Write out each line of the material below as a numbered list, skipping any blank lines. Leave the pictures out of your answer.

• [Extracted records]:
##############################

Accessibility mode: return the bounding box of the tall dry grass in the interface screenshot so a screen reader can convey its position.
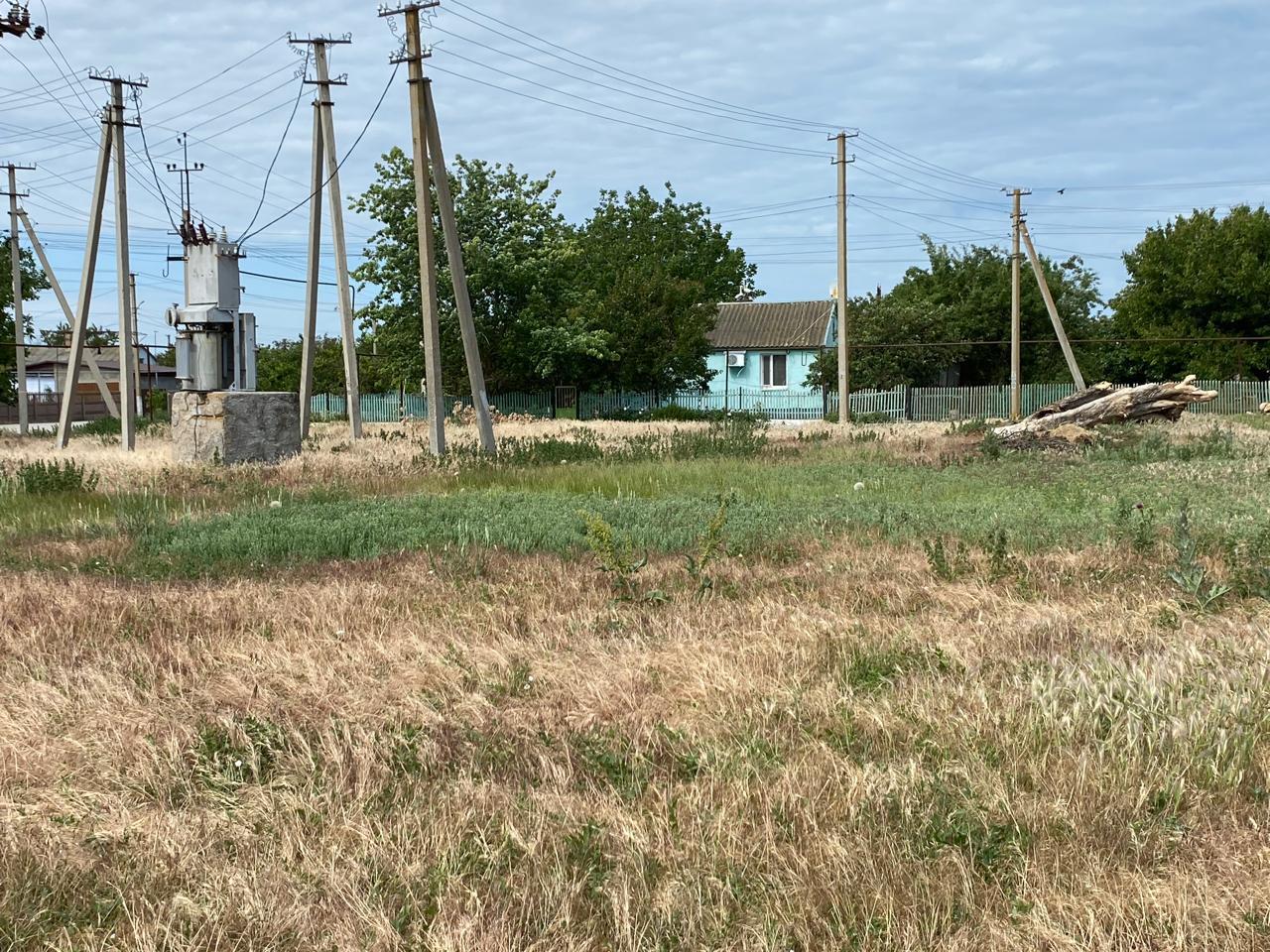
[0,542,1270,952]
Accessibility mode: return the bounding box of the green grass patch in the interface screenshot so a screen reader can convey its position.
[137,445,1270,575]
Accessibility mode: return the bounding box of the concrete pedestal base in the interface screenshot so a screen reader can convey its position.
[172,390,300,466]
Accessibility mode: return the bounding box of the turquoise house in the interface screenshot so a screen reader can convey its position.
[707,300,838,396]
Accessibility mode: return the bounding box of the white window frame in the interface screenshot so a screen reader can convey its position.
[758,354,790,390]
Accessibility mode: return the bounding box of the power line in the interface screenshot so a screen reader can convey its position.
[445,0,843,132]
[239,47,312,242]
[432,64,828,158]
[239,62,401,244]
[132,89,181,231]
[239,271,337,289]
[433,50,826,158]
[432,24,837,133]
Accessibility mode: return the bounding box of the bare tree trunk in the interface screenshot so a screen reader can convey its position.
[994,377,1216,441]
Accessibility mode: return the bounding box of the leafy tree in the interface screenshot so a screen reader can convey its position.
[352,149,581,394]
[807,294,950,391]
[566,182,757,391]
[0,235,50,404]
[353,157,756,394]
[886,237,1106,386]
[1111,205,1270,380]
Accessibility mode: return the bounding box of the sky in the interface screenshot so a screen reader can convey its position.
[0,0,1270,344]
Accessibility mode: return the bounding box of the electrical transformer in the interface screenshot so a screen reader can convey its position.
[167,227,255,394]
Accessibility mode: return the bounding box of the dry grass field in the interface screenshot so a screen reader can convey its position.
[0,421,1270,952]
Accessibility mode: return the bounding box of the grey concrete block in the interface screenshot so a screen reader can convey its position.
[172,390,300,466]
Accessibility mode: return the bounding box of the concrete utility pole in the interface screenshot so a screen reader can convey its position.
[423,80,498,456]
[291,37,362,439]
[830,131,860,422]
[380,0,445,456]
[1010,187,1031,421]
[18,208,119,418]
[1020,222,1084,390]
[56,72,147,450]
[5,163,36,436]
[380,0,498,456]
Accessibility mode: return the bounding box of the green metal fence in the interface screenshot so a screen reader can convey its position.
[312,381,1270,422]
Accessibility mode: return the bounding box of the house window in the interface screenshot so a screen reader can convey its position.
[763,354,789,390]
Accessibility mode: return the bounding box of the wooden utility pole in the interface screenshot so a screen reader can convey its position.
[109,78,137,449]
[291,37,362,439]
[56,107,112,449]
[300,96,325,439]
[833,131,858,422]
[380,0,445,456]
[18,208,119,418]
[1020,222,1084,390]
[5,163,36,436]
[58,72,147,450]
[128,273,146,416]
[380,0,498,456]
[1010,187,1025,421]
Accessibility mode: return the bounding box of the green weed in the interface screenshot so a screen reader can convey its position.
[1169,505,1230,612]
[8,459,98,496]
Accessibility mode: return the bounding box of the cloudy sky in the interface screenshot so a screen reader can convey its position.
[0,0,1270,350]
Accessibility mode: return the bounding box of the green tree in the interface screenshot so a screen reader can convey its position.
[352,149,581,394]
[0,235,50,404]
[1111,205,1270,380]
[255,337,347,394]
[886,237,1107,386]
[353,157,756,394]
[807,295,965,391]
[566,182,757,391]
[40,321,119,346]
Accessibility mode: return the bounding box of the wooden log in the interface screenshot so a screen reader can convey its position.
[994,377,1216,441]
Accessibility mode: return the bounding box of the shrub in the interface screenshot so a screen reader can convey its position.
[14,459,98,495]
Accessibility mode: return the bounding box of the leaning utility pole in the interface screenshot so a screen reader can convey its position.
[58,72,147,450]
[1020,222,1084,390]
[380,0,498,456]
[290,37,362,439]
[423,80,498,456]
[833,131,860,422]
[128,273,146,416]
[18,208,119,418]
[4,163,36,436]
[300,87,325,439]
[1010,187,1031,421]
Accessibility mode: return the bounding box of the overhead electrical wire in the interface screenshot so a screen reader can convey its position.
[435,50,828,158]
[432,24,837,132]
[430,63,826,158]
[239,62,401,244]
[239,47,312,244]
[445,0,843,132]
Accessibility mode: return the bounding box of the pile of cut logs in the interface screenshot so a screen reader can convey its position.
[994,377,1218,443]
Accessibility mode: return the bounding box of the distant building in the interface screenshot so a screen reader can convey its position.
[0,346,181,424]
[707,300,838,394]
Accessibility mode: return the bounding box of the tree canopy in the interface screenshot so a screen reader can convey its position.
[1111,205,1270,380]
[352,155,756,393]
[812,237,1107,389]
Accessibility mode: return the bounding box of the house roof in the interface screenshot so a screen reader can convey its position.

##############################

• [Output of the task]:
1. Accessibility mode: return the bounding box of the tall dry grass in the interface screenshot so a screen reader can convey its position.
2. [0,542,1270,952]
3. Accessibility mode: return the bounding box of the green grass patch in the interface screenshot so a screen reader can convey its position.
4. [137,445,1270,575]
5. Accessibility mode: return the bounding box of the concrete pedestal base in the interface screenshot so a screen reader can convey its position.
6. [172,390,300,466]
7. Accessibility mode: return the bounding box of the turquoise house in the interface screenshot so a screen reader can convey its position.
8. [707,300,838,396]
9. Accessibility mode: return the bounding box of the white window frame in the interface screenshot so a screen reader can convey its position.
10. [758,354,790,390]
11. Accessibility mode: return the bounding box of the power line in the interface screenshot so a screen reader can convey its position.
12. [445,0,843,132]
13. [239,47,312,242]
14. [432,64,828,158]
15. [239,62,401,244]
16. [132,89,181,231]
17. [239,271,337,289]
18. [433,50,826,158]
19. [432,24,837,133]
20. Accessibility mode: return the bounding box of the bare tree trunk in the interface screenshot so a screen reader can convey its position.
21. [994,377,1216,441]
22. Accessibility mode: return the bounding box of the leafy tree in the interface screenshot so a screen reader can convey its position.
23. [352,149,581,394]
24. [807,294,950,391]
25. [566,182,757,391]
26. [0,235,50,404]
27. [353,157,756,394]
28. [886,237,1106,386]
29. [1111,205,1270,380]
30. Accessibility mode: return the bounding box of the sky in the interface screenshot so a screen reader can convey its position.
31. [0,0,1270,344]
32. Accessibility mode: return the bounding box of the electrical transformer in the interface screenshot so a screen reader can convey its position.
33. [167,227,255,394]
34. Accessibility mode: return the bounding box of the dry grass field in the interface screenshot so a screen reader can convey its position.
35. [0,421,1270,952]
36. Accessibility mode: return the bounding box of the grey concrete block in the interface screenshot so a screen reader can convey its position.
37. [172,390,300,466]
38. Accessibility mode: return the bounding box of the concrete utility pole in the interface screenshot so a screen reader can convey its position.
39. [423,80,498,456]
40. [291,37,362,439]
41. [830,131,860,422]
42. [380,0,445,456]
43. [1010,187,1031,421]
44. [18,208,119,418]
45. [1020,222,1084,390]
46. [56,72,147,450]
47. [5,163,36,436]
48. [380,0,498,456]
49. Accessibility mode: return the bounding box of the green metal fence in the interface screenshot so a screen reader can convey its position.
50. [312,381,1270,422]
51. Accessibility mode: return the bounding box of the house window in the interface screenshot so a screen reader can convey its position.
52. [763,354,789,390]
53. Accessibility mode: return the bounding box of the wooden utility pole in the interface screenshot so a screen reader can convey its position.
54. [109,78,137,449]
55. [291,37,362,439]
56. [56,107,112,449]
57. [300,96,325,439]
58. [833,131,858,422]
59. [380,0,445,456]
60. [18,208,119,418]
61. [1020,222,1084,390]
62. [5,163,36,436]
63. [58,72,147,450]
64. [128,273,146,416]
65. [380,0,498,456]
66. [1010,187,1025,421]
67. Accessibility mode: return the bounding box of the green weed in the interface screenshot so a screen reader can convey its position.
68. [1169,505,1230,612]
69. [8,459,98,496]
70. Accessibility mode: return the bounding box of the cloudy sky in the interface screenshot so a screen reader can convey its position.
71. [0,0,1270,350]
72. Accessibility mode: return the bounding box of the green tree in the interface screenshot so a screen reader can convey its position.
73. [352,149,581,394]
74. [0,235,50,404]
75. [1111,205,1270,380]
76. [255,337,347,394]
77. [886,237,1107,386]
78. [353,157,756,394]
79. [807,295,965,391]
80. [566,182,757,391]
81. [40,321,119,346]
82. Accessibility mode: return the bounding box of the wooden log in the interface screenshot so a screen reader can convey its position.
83. [994,377,1216,441]
84. Accessibility mode: return the bounding box of the shrub in the interface screenshot so a screen reader can convey its position.
85. [14,459,98,495]
86. Accessibility mode: return the bounding box of the leaning utility pole in the interface screenshot so a screen reader can convey its position.
87. [58,72,147,450]
88. [1020,222,1084,390]
89. [380,0,498,456]
90. [290,37,362,439]
91. [423,80,498,456]
92. [833,131,860,422]
93. [128,273,146,416]
94. [18,208,119,418]
95. [4,163,36,436]
96. [300,87,325,439]
97. [1010,187,1031,421]
98. Accessibility mode: return the bounding box of the overhead electrical wire in the interface screenshot so a screen reader can convey its position.
99. [435,50,828,158]
100. [432,24,837,132]
101. [430,63,826,158]
102. [239,62,401,244]
103. [239,47,312,244]
104. [445,0,843,132]
105. Accessibility mode: return the bounding box of the pile of cut logs in the interface screenshot so a screen reader can convey its position.
106. [994,377,1218,443]
107. Accessibility mode: return the bounding box of the distant building in the interface screenshot so a screen reader can convey its position.
108. [0,346,181,424]
109. [707,300,838,394]
110. Accessibility mode: return the bounding box of the tree canopy in the interface screenshot so a screen reader can convey its position.
111. [1111,205,1270,380]
112. [352,155,756,393]
113. [812,237,1107,389]
114. Accessibility mode: return the bounding box of the house roof in the interface screenshot so a screen reader can convey its position.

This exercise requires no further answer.